> Material for this task:
"""
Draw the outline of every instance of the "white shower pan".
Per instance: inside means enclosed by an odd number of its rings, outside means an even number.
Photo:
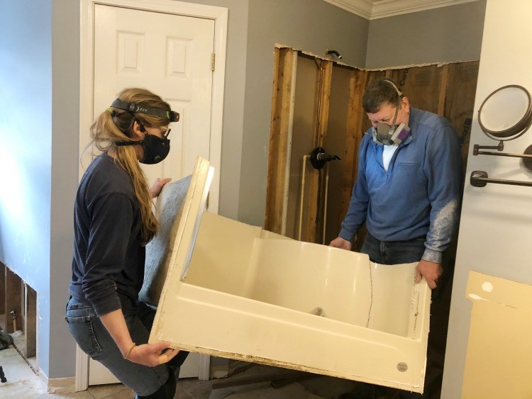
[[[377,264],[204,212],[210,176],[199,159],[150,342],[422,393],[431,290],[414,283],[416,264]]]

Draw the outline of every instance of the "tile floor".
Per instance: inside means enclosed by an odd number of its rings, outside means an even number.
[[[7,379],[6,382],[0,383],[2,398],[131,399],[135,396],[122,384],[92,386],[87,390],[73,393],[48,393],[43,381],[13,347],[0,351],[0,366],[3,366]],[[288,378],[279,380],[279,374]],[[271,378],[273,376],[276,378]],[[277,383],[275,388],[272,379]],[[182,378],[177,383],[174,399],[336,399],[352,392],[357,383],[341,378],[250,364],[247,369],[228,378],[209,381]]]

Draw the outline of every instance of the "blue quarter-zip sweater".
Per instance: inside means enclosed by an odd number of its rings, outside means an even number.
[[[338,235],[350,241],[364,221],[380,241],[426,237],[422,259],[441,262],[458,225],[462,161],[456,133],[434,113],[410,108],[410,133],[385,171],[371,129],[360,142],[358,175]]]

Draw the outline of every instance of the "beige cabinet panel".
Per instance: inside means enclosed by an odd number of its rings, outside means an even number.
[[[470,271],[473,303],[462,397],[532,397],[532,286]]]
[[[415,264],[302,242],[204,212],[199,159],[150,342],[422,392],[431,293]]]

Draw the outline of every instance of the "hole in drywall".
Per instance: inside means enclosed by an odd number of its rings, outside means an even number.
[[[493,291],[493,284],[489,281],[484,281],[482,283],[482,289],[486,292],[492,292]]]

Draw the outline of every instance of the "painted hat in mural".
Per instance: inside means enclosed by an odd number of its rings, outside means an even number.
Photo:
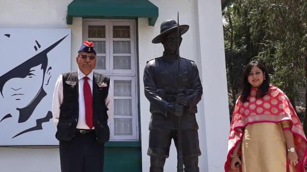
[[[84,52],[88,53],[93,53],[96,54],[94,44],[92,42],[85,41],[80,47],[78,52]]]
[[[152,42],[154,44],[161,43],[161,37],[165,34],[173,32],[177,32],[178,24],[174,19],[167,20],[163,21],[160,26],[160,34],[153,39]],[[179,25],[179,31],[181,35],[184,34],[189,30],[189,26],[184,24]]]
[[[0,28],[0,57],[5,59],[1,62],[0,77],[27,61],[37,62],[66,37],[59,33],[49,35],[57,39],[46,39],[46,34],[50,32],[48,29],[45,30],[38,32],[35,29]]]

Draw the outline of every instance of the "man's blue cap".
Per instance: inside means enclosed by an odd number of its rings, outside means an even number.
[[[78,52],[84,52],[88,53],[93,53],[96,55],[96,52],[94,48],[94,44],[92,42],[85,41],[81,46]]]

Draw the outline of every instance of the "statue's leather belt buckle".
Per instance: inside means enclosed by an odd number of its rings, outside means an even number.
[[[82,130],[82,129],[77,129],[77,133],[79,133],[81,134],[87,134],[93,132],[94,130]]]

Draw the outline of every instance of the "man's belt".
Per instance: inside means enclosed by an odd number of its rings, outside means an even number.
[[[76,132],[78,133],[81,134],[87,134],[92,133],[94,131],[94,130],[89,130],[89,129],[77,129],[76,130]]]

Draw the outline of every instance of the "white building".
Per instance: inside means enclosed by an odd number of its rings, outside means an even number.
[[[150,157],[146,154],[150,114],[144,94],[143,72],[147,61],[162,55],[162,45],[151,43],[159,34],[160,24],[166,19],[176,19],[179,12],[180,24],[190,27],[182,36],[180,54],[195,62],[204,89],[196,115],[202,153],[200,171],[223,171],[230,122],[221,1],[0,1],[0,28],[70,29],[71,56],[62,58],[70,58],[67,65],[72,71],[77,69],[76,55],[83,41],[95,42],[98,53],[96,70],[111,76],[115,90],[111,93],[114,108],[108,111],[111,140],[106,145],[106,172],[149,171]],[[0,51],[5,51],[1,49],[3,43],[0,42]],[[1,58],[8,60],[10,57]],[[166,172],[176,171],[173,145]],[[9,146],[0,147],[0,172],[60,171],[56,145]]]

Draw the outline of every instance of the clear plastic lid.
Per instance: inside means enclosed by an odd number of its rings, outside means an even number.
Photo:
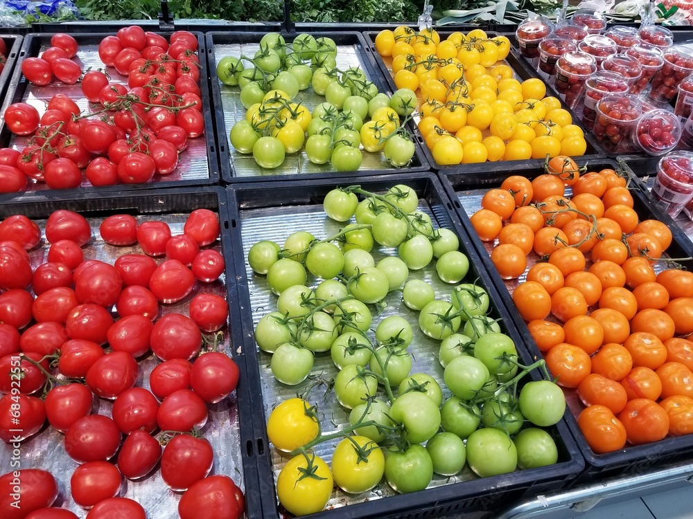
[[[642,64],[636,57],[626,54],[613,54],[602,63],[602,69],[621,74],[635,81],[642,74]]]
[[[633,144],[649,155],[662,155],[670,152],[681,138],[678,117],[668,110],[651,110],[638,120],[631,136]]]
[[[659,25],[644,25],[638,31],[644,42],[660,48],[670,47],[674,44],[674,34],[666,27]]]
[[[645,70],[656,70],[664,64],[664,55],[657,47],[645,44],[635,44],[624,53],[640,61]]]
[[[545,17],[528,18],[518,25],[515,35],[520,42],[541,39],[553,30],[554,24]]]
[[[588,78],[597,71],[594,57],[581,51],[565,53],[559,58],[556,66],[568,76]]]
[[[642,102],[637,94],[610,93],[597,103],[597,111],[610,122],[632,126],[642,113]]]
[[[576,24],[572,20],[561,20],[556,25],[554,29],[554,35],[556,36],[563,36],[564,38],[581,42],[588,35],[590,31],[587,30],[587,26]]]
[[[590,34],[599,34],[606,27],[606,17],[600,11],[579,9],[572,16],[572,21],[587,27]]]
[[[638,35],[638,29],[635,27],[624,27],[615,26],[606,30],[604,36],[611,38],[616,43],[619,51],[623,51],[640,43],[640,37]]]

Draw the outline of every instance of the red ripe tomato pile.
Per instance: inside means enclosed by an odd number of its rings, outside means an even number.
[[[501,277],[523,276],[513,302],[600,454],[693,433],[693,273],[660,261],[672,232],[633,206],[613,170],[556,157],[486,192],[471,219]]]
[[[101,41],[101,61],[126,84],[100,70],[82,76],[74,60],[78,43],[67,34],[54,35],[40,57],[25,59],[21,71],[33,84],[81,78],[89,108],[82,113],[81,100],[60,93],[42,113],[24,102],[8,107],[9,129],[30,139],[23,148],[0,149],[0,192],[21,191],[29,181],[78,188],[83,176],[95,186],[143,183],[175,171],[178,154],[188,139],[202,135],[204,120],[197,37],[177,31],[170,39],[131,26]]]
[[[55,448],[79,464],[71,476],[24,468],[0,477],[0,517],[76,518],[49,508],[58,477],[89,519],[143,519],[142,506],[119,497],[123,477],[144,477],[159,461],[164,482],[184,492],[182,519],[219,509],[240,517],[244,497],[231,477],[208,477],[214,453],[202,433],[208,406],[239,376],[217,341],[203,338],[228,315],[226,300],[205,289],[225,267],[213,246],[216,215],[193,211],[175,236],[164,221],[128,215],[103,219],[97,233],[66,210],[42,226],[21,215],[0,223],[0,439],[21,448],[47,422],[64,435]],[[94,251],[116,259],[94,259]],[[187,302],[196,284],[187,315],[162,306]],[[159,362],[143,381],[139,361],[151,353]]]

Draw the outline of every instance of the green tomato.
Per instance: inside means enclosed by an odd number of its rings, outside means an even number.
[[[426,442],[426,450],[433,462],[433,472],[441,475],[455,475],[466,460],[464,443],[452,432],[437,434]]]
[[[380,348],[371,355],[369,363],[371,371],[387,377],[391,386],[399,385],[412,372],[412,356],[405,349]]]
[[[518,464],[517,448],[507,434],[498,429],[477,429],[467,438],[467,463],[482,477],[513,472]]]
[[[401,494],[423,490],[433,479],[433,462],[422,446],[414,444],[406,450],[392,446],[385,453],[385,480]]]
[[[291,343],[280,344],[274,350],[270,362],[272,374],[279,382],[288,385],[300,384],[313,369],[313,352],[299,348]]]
"""
Pull out every line from the rows above that contains the string "blue".

> Answer to the task:
Draw the outline of every instance of the "blue quarter-zip sweater".
Draw the outline of every instance of the "man's blue cap".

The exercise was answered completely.